WORKING DATA>
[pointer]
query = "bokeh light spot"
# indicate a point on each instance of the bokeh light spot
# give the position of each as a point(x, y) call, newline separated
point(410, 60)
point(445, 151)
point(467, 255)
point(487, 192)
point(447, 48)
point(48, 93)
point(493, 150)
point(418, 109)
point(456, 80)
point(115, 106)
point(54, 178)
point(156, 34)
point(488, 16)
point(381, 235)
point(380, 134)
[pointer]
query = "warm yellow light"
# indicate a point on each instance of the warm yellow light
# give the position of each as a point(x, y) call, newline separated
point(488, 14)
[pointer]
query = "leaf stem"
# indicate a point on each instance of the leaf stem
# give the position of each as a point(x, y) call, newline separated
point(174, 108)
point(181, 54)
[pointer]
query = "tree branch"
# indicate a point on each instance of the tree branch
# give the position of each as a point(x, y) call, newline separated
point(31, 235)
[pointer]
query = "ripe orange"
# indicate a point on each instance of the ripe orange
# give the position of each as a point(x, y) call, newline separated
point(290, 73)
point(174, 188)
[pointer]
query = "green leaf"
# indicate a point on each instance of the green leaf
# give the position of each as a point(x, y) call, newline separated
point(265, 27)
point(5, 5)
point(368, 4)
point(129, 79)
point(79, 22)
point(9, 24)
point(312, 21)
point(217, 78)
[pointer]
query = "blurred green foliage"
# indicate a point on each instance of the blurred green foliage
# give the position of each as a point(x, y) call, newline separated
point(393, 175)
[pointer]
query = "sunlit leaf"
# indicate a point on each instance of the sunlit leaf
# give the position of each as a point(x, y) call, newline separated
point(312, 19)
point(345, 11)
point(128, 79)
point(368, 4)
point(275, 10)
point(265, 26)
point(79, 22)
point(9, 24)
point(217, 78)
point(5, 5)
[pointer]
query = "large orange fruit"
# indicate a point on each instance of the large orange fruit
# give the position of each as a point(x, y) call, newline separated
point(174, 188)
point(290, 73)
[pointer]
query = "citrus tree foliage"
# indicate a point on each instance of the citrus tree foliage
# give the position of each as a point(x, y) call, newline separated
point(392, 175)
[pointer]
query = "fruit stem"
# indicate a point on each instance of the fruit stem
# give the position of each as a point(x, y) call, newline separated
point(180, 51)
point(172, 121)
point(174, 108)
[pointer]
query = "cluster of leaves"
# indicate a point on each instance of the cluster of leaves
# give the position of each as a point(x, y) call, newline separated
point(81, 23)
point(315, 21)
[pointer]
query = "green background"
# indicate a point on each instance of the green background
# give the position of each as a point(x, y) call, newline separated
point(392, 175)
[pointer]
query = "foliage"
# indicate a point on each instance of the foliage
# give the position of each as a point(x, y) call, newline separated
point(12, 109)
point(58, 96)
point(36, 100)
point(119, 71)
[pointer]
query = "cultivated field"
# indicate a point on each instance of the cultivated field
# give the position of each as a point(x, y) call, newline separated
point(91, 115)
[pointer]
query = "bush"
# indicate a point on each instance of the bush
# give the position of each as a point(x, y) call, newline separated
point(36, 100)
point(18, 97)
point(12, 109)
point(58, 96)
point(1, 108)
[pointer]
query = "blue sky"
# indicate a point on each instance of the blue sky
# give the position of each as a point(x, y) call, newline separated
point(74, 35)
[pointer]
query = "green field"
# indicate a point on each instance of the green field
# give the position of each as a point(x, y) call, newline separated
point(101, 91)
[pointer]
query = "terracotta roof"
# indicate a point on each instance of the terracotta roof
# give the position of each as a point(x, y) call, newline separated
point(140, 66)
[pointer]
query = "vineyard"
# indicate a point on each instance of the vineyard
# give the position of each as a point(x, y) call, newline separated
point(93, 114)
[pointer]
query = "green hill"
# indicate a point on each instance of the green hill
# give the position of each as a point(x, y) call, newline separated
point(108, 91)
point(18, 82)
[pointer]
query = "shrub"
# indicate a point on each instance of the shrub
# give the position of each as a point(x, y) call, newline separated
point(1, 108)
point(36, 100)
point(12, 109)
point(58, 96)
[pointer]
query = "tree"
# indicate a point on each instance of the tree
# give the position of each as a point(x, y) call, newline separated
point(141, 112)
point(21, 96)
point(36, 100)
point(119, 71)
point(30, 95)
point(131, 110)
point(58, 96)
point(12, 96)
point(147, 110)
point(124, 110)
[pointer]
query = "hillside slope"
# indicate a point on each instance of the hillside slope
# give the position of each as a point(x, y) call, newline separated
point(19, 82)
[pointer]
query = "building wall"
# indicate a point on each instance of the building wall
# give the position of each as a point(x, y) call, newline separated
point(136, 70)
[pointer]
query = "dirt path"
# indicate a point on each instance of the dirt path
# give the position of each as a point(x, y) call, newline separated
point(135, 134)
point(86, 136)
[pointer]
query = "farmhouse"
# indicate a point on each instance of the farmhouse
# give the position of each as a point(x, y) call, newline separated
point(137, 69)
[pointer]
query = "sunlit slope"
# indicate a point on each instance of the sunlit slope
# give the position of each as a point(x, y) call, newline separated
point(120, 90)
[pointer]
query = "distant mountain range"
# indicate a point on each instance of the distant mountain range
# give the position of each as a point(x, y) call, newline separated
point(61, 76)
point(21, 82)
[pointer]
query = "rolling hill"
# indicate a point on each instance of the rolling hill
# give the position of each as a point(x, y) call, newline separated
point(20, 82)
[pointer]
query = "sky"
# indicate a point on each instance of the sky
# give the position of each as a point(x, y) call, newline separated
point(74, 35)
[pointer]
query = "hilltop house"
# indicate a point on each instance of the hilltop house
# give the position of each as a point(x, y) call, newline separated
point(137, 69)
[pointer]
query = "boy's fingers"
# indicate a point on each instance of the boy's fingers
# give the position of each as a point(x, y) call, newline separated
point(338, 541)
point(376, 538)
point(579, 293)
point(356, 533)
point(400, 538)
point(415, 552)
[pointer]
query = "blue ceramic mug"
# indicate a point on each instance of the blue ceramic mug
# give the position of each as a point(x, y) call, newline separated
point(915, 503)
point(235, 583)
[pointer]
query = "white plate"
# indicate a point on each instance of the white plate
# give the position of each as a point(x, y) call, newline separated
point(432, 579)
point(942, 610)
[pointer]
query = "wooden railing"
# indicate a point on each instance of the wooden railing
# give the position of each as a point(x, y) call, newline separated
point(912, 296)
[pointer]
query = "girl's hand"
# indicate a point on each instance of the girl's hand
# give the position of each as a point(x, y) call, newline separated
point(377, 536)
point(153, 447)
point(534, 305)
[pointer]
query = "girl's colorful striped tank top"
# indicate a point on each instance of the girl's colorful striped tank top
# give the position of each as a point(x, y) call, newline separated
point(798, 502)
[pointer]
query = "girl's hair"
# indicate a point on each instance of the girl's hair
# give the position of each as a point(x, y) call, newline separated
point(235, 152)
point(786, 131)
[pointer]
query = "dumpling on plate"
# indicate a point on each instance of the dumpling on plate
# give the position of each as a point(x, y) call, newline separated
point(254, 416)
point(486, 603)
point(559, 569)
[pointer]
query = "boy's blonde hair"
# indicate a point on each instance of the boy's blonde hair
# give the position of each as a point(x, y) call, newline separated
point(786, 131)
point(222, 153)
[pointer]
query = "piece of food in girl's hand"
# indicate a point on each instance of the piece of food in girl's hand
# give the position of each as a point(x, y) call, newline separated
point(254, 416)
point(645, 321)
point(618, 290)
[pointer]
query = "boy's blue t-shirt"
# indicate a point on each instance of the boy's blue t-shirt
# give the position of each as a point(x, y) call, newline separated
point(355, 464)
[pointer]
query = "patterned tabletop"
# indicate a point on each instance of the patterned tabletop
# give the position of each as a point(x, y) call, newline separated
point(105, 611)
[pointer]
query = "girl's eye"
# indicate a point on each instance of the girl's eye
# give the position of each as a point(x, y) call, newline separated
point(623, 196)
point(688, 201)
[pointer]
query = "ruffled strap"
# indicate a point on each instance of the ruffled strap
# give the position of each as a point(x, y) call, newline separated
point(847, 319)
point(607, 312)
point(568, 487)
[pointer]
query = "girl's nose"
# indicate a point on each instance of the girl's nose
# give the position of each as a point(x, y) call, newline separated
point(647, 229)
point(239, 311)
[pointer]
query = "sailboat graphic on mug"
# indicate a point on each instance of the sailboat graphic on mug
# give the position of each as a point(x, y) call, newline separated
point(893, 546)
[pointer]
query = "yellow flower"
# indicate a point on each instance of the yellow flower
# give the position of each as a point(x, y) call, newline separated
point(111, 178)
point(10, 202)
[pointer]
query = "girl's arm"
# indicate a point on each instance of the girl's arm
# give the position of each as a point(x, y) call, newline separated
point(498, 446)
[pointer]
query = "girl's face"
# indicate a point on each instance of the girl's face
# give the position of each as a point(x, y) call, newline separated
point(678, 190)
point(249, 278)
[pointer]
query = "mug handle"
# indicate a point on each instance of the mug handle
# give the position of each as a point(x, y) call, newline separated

WHAT IS EXPECTED> Rewrite the stretch from the start of the listing through the line that contains "point(488, 14)", changing "bokeh light spot" to "out-of-focus highlight" and keeping every other character the same.

RESULT BELOW>
[pointer]
query = "out-of-focus highlight"
# indicate a point on each instance of the out-of-focus highlight
# give the position of each as a point(x, y) call, newline separated
point(410, 60)
point(445, 151)
point(467, 255)
point(487, 192)
point(447, 48)
point(48, 93)
point(493, 150)
point(418, 109)
point(456, 80)
point(115, 106)
point(54, 178)
point(156, 34)
point(488, 16)
point(381, 235)
point(380, 134)
[pointer]
query = "warm yellow light"
# indicate a point on each instance of the warm yellow light
# give the position of each as a point(x, y) call, newline separated
point(488, 14)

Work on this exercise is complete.